#### Information shown
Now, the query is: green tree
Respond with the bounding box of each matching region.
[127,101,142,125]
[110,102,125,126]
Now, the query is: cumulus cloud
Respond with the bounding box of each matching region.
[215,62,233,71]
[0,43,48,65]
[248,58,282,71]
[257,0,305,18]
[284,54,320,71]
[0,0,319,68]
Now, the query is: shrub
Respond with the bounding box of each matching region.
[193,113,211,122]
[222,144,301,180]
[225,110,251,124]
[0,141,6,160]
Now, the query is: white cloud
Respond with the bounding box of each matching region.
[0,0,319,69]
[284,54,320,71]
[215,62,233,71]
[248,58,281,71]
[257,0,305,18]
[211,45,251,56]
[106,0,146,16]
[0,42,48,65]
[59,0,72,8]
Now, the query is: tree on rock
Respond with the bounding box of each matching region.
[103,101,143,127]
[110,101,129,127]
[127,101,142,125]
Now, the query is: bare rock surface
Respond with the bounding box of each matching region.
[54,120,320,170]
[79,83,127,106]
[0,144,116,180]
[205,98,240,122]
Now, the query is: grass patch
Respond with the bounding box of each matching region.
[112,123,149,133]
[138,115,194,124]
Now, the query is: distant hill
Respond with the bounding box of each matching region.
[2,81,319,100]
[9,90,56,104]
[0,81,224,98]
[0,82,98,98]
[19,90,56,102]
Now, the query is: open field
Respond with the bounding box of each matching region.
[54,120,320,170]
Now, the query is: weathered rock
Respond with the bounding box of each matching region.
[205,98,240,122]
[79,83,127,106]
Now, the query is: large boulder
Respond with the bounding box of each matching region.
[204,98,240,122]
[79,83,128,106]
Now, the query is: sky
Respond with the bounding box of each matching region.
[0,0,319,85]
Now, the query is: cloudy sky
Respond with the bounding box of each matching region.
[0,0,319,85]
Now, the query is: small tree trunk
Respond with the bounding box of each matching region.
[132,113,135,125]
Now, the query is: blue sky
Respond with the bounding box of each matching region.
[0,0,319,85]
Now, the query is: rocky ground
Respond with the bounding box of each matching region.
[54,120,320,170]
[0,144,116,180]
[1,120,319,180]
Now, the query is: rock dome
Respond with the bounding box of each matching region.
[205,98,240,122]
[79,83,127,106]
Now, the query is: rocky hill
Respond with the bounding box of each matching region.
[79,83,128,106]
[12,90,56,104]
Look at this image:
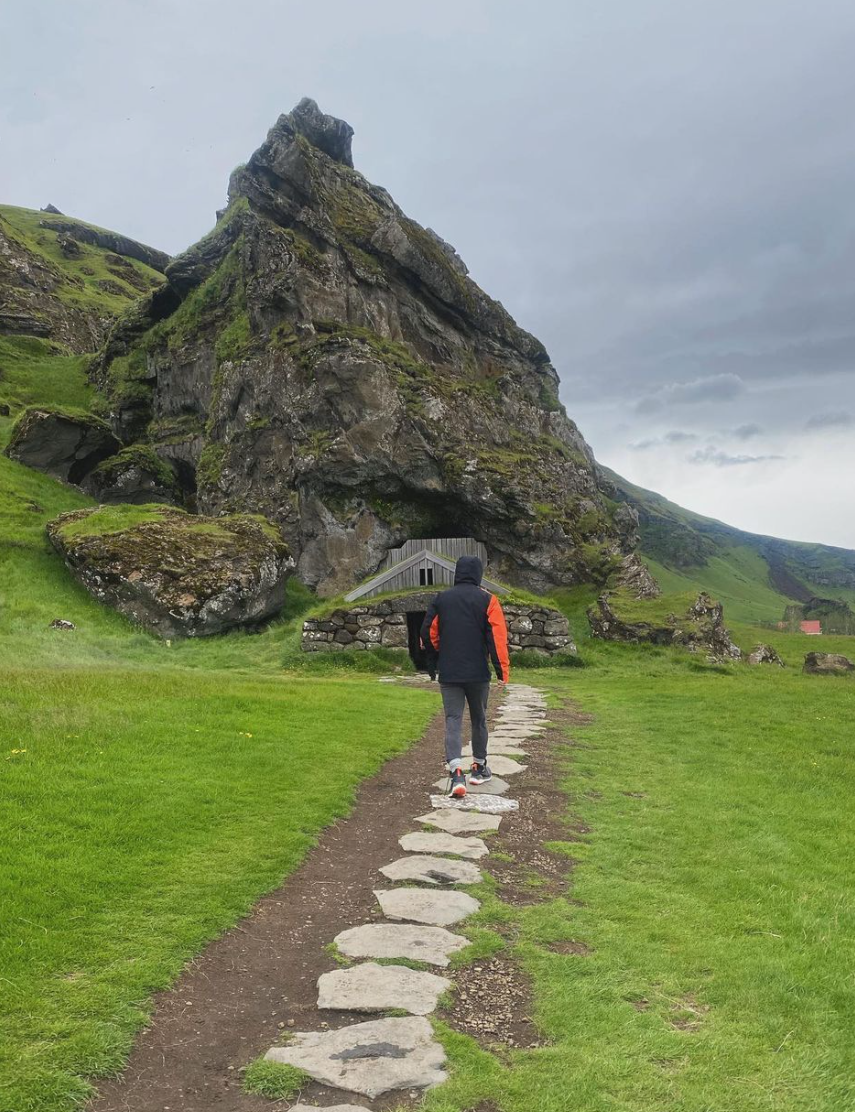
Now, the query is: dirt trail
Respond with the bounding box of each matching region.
[88,682,576,1112]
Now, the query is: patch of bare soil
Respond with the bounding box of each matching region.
[668,993,710,1031]
[549,939,593,956]
[485,709,583,907]
[439,953,544,1049]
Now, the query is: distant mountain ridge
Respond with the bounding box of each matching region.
[601,466,855,615]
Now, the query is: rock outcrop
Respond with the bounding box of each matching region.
[5,408,121,484]
[92,98,643,597]
[588,591,742,662]
[802,652,854,676]
[746,643,785,666]
[36,220,169,273]
[47,505,292,637]
[80,445,180,504]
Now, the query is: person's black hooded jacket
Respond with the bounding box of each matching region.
[419,555,510,684]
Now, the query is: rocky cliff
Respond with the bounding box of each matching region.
[92,98,649,596]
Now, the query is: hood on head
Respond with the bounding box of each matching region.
[454,555,483,586]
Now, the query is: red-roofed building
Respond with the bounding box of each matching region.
[800,620,822,635]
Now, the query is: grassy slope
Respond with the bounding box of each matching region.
[605,467,855,619]
[0,346,437,1110]
[0,205,163,316]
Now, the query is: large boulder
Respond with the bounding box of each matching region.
[47,505,293,637]
[803,652,854,676]
[5,407,121,484]
[588,590,742,663]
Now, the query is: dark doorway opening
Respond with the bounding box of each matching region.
[407,611,430,672]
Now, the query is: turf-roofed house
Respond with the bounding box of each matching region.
[300,535,574,668]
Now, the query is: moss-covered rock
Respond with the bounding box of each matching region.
[588,590,742,662]
[5,406,120,484]
[47,504,293,637]
[80,444,181,505]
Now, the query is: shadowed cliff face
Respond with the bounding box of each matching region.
[93,98,648,596]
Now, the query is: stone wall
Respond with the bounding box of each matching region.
[301,591,575,656]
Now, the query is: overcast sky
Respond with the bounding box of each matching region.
[3,0,854,547]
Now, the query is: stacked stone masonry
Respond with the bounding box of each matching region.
[301,591,575,656]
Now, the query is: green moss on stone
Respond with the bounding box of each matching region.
[90,444,179,493]
[215,310,252,362]
[197,442,227,488]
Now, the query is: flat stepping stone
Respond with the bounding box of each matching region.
[464,743,529,757]
[334,923,467,966]
[429,794,519,813]
[416,809,502,833]
[399,831,488,858]
[442,756,525,775]
[379,855,482,885]
[291,1105,367,1112]
[266,1015,446,1098]
[483,754,527,775]
[432,775,510,796]
[375,887,481,926]
[317,962,451,1015]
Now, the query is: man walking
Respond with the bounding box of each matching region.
[420,555,510,798]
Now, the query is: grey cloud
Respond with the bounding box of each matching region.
[632,429,698,450]
[635,374,744,413]
[689,446,786,468]
[805,412,853,429]
[732,423,763,440]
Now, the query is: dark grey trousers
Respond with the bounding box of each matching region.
[440,682,490,771]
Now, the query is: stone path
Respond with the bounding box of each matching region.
[262,681,549,1105]
[379,854,483,885]
[374,887,481,925]
[398,831,489,858]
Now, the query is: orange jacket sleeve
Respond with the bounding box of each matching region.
[486,594,510,682]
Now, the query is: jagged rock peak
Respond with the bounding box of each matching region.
[275,96,354,167]
[93,101,642,597]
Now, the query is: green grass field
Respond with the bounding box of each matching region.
[422,633,855,1112]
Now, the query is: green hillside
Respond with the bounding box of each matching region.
[602,467,855,623]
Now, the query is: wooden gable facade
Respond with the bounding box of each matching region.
[344,538,506,603]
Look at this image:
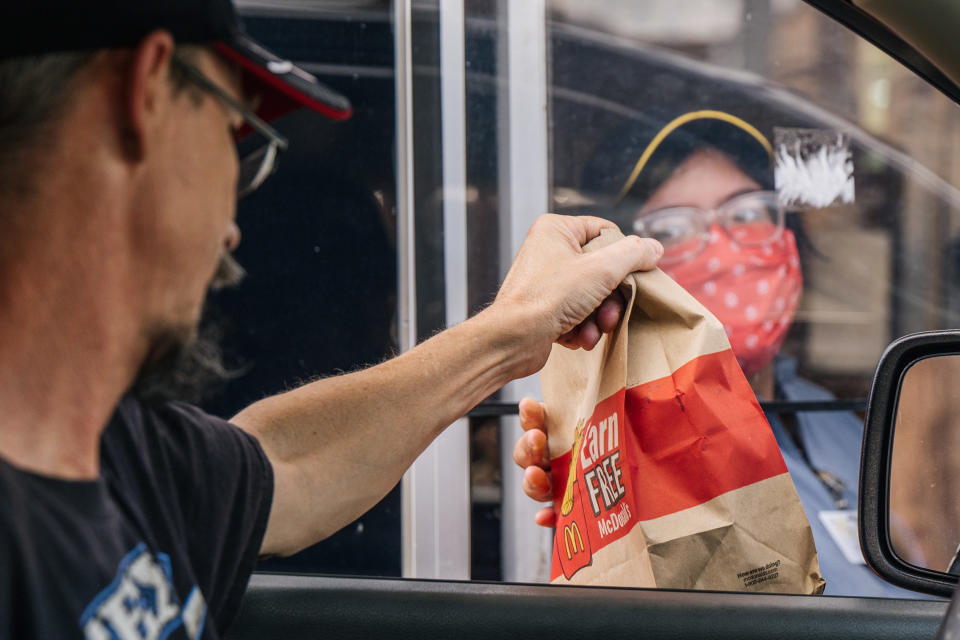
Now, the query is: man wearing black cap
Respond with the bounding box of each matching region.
[0,1,663,637]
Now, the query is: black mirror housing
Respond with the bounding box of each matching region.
[860,330,960,597]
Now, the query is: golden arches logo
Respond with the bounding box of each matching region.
[555,417,594,580]
[563,522,585,560]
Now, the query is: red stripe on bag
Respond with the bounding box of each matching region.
[622,349,787,518]
[550,349,787,580]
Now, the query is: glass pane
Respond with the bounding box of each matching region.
[544,0,959,597]
[199,0,960,594]
[203,2,401,577]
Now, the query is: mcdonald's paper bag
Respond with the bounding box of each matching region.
[541,229,824,594]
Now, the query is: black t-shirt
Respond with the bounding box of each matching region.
[0,396,274,639]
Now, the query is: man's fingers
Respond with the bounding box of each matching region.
[555,214,619,247]
[596,292,624,334]
[557,326,580,349]
[576,316,602,351]
[513,428,549,469]
[518,397,546,432]
[535,505,556,528]
[522,465,553,502]
[587,235,663,286]
[565,293,624,351]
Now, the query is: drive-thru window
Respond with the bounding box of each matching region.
[204,0,960,596]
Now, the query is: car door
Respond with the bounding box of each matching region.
[212,0,959,637]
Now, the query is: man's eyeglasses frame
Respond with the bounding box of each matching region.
[170,55,289,198]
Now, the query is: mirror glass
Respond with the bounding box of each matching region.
[890,355,960,575]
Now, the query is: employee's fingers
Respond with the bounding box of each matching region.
[535,505,556,528]
[513,428,549,470]
[518,398,546,432]
[516,399,550,471]
[522,465,553,502]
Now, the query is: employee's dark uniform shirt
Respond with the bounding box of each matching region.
[0,397,274,638]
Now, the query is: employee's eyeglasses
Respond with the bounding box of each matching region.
[632,190,785,264]
[171,56,289,198]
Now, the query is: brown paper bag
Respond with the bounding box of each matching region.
[542,229,824,594]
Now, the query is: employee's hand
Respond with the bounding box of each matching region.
[490,214,661,378]
[513,397,556,528]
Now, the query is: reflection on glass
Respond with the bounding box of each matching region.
[890,355,960,574]
[205,6,402,577]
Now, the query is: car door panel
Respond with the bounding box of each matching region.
[226,574,947,639]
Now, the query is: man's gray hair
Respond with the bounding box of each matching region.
[0,45,205,196]
[0,51,96,193]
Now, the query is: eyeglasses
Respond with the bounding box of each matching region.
[170,56,289,198]
[632,190,785,264]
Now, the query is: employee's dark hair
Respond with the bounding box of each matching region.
[582,118,771,226]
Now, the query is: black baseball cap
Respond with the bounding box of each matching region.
[0,0,352,122]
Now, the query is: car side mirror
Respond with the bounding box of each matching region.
[860,330,960,597]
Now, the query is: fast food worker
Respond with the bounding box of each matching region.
[0,1,663,636]
[513,111,931,598]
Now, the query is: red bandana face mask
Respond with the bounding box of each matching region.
[661,226,803,378]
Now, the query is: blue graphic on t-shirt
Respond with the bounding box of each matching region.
[79,543,207,639]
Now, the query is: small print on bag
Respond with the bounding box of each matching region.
[540,228,825,594]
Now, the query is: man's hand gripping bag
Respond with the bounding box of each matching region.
[541,230,824,594]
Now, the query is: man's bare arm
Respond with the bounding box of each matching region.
[232,215,662,557]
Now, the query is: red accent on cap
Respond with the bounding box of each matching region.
[214,41,352,122]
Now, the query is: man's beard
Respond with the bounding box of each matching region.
[129,252,246,407]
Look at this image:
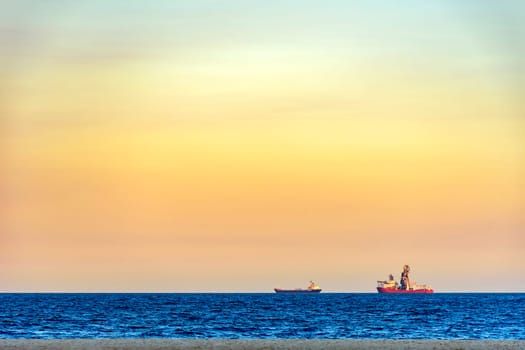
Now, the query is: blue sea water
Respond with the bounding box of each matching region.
[0,293,523,339]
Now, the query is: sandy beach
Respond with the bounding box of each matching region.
[0,339,523,350]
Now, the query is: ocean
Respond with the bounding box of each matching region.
[1,293,523,339]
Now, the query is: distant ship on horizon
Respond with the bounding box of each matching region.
[377,265,434,294]
[274,281,322,293]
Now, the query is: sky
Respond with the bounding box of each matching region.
[1,1,524,292]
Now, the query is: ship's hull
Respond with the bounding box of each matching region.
[377,287,434,294]
[274,288,322,293]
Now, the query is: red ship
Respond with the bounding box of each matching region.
[377,265,434,294]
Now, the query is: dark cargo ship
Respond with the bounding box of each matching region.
[274,281,322,293]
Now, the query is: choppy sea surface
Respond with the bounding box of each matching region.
[1,293,523,339]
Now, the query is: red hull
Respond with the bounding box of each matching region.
[377,287,433,294]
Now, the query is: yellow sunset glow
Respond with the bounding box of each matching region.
[1,1,524,292]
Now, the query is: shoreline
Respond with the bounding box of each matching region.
[0,339,524,350]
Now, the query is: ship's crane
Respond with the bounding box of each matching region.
[400,264,411,290]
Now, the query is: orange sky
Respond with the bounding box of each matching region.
[1,1,524,292]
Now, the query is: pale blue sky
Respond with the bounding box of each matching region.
[2,1,523,63]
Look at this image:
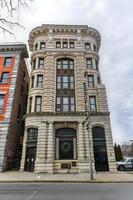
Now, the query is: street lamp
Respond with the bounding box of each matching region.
[83,74,94,180]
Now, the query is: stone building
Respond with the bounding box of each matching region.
[0,43,29,171]
[20,24,116,173]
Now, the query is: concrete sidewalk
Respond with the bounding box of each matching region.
[0,171,133,183]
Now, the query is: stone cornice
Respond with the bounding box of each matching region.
[28,24,101,52]
[24,111,110,118]
[0,43,29,58]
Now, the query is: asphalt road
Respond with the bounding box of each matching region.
[0,183,133,200]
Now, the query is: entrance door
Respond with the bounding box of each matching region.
[25,147,36,172]
[92,127,109,172]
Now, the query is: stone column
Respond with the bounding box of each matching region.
[34,122,47,172]
[45,121,54,173]
[35,57,39,69]
[78,122,85,160]
[20,129,27,171]
[78,122,88,173]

#### What this task involves
Where the listing above has a line with "Now, the query is: drive-thru window", start there, and output every line exactly through the line with "Now, the query is: employee's fingers", which is also included.

#### Worked solution
Now, the query is: drive-thru window
Respond with the bounding box of each matching region.
[204,0,960,596]
Now, the query is: car door
Respond with the bounding box of each matching region.
[212,0,959,637]
Now, the query is: man's eyeglasses frame
Respond with the bounding box of each matching region.
[170,55,289,198]
Now, the query is: mirror glass
Respond with the bounding box of each matching region.
[890,355,960,575]
Now, the query is: employee's fingers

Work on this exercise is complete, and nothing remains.